**Requisito 1:**
Segundo o texto sobre a Trindade, em quantos livros o Tratado está dividido?
**Requisito 2:**
Dê seguimento ao texto sobre a Trindade a partir do ponto em que ele termina.

━━━━━ Texto fornecido ━━━━━

O Tratado está dividido em 12 livros, subdivididos em capítulos.
O livro I começa com alguns traços biográficos, falando de sua
busca de Deus e conversão. Refere-se às heresias e apresenta um plano geral do
trabalho.
No livro II encontra-se um resumo da doutrina da Trindade.
LIVRO SEGUNDO
1. O
Pai é Aquele a partir de quem tudo o que é subsiste. Ele é, em Cristo e por
Cristo, a origem de tudo. Tem em si mesmo o seu ser, não recebendo de outra
parte o que é; Ele o tem de si mesmo e em si mesmo. É infinito, porque não está
contido em nada, mas tudo está contido nele.
2. Está
sempre fora do espaço, porque não pode ser contido. É sempre anterior ao tempo,
porque o tempo procede dele.
3. Dilata
a tua imaginação, se julgas ter um fim último. Saberás que sempre está
presente. Sempre poderás procurar o lugar onde se encontra, pois seu ser não
tem fim.
4. Sobre
Ele, a palavra falha, sua natureza não poderá ser circunscrita. Revolve os
tempos, mais uma vez, sempre encontrarás que Ele é; quando faltarem os números
para calcular, ao falar dele, a Deus nunca falta o ser sempre.
5. Excita
a inteligência, e abraça com a mente o todo; nada segures.
6. O
todo tem resto, mas este resto está sempre no todo. Portanto, não há todo
quando há resto, nem o que resta é o todo. Pois resto é uma porção; todo,
porém, é o que é inteiro. Deus está todo em toda parte, onde quer que esteja.
7. Aquele
fora do qual nada existe ultrapassa os limites da inteligência, Ele, a quem
pertence o ser sempre. Esta é a verdade do mistério de Deus, este é o nome da
natureza imperscrutável, no Pai, Deus invisível, inefável, infinito.

━━━━━ Seção de dados ━━━━━

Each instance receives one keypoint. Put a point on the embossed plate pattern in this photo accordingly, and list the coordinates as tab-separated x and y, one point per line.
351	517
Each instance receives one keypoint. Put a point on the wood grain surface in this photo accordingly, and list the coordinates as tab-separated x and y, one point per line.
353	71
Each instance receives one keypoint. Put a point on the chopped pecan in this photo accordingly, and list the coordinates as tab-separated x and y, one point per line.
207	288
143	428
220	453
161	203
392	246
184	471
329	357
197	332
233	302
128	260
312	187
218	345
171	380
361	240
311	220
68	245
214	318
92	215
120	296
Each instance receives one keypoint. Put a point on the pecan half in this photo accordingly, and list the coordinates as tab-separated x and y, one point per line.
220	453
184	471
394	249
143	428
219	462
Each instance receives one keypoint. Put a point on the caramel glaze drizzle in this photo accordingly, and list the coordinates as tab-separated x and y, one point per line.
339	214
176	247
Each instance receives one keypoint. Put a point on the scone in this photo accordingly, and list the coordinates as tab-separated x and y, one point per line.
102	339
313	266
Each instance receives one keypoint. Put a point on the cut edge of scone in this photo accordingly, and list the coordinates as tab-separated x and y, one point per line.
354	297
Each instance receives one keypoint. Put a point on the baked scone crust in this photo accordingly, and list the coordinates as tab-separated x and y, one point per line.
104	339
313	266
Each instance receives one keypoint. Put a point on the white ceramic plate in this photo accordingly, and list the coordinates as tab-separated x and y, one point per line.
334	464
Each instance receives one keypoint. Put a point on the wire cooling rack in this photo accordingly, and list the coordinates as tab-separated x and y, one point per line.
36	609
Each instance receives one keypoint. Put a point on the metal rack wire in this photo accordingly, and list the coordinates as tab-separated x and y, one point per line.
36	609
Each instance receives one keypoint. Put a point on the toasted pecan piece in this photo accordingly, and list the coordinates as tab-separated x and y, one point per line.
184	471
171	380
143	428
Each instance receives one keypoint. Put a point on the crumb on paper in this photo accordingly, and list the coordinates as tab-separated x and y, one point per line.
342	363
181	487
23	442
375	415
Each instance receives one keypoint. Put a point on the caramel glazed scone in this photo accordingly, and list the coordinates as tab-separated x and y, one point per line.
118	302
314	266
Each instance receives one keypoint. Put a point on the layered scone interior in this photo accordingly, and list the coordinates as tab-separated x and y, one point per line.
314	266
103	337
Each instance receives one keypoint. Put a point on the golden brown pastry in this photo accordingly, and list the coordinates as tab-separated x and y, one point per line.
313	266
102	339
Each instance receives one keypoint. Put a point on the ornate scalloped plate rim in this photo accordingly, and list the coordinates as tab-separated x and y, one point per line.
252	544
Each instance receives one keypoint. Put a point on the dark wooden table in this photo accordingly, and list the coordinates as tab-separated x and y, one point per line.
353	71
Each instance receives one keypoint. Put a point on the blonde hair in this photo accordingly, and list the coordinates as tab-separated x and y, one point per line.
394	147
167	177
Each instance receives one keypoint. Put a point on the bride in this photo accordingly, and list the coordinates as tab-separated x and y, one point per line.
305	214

━━━━━

**Resposta 1:**
Em 12 livros, subdivididos em capítulos.

**Resposta 2:**
8. A
palavra se cala ao tentar dizê-lo, o pensamento, ao querer investigá-lo, se
embota, e, ao querer abarcá-lo, a inteligência se estreita.
9. Como
dissemos, o nome de sua natureza é Pai, mas é somente Pai. Não tem outra
origem, à maneira humana, o seu ser Pai. Ele mesmo é ingênito, eterno, sempre
tendo em si o ser sempre.
10. É
conhecido somente pelo Filho, porque ao Pai ninguém conhece a não ser o Filho,
e aquele a quem o Filho quiser revelá-lo, e ao Filho ninguém conhece, senão o
Pai (cf. Mt 11,27). Sua ciência é mútua, o conhecimento recíproco é perfeito.
Visto que ao Pai ninguém conhece, senão o Filho, pensemos sobre o Pai o mesmo
que o Filho que revela, única testemunha fiel (cf. Ap 1,5).
Capítulo
7.
11. A
respeito do Pai, deveria mais sentir do que dizer, pois tenho consciência de
que toda palavra é impotente para dizer aquilo que deveria ser dito. Tem de ser
pensado como invisível, incompreensível, eterno.
12. Aliás,
que Ele seja em si mesmo, e de si mesmo e por si mesmo e que seja invisível,
incompreensível e imortal, nestes atributos está a confissão de sua honra, a
indicação do sentido e certo âmbito de conjecturas, mas a linguagem humana
sucumbe, e as palavras não o explicam tal como é.
13. Pois
se ouves que é em si mesmo, este pensamento não concorda com a razão humana.
14. Para
nós existe uma distinção entre conter e ser contido, e será uma coisa aquilo
que é contido, e outra aquilo em que se contém. Se ainda aceitas que seja por
si mesmo, ninguém é, para si mesmo, o doador e o dom.
15. Se é
imortal, então haverá algo que não vem dele, e que a ele não esteja sujeito;
nem é só o que pelo enunciado desta palavra é reivindicado por outro.
16. Se é
incompreensível, não estará em lugar nenhum, porque se nega que possa ser
alcançado.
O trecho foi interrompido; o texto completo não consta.